Interdisciplinary Studies

Courses

Digital Humanities Course Descriptions

HUCO/DH 500 Survey of Digital Humanities
This course will provide students with an overview of the discipline of Digital Humanities and its varied applications across a range of disciplines and domains of knowledge. The course is designed to enable students to situate their own research interests within the broader framework of Digital Humanities and to make informed choices about how they structure the rest of their program. The course is divided into three key areas: 1) debates, theories, and key concepts; 2) emblematic projects and organizations; and 3) tools of the trade. Upon completion of the course, students will be able to situate their own research interests within the larger context of the field, evaluate existing methodologies and projects, consider the ability of computer systems to represent knowledge, and analyze the impact of technology on cultural production. 

All students take DH 500 in their first term of studies.

HUCO/DH 510 Topics in Digital Theory and Culture
These are variable content courses that focus on the theoretical and cultural implication of the digital.

● **Source excerpt**
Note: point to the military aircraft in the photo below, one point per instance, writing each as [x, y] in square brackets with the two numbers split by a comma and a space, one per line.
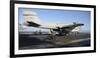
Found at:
[32, 20]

● **Direction 1**
Summarize the digital humanities course descriptions above in two sentences.
● **Direction 2**
Render the sentence "All students take DH 500 in their first term of studies." from the digital humanities course descriptions in Spanish.
● **Direction 3**
Carry the digital humanities course descriptions forward from their last line.

● **Written reply 1**
HUCO/DH 500, which all students take in their first term, surveys the discipline of Digital Humanities through debates, theories, and key concepts; emblematic projects and organizations; and tools of the trade, so that students can situate their research interests and plan their program. HUCO/DH 510 consists of variable content courses that focus on the theoretical and cultural implication of the digital.

● **Written reply 2**
Todos los estudiantes cursan DH 500 en su primer período de estudios.

● **Written reply 3**
Topics for 2018-19

Fall Term
DH 510 Cultural Representation of Artificial Intelligence (M. Engel)
Recent advances in AI technology have brought it (whatever "it" is) to the fore of our cultural imagination. This course looks to trace the ways that AI has been represented and made meaningful in a variety of media and genres, from novel, to film, to popular journalism. The goal is to unpack the complex relationship between technological innovation and cultural representation.  How significant an influence do the anxieties and desires of our creative outputs have on the development of actual technologies?

Winter Term
DH 510 Information Ethics (G. Rockwell)
The ethical use of information has become increasingly important in this age of social media. This course will ask what information is, discuss current issues in data ethics, look at codes of ethics, and introduce selected frameworks like the ethics of care that are used to help decision making. Students will be asked to develop case studies, to present theories in class, and to apply ethical theory to cases.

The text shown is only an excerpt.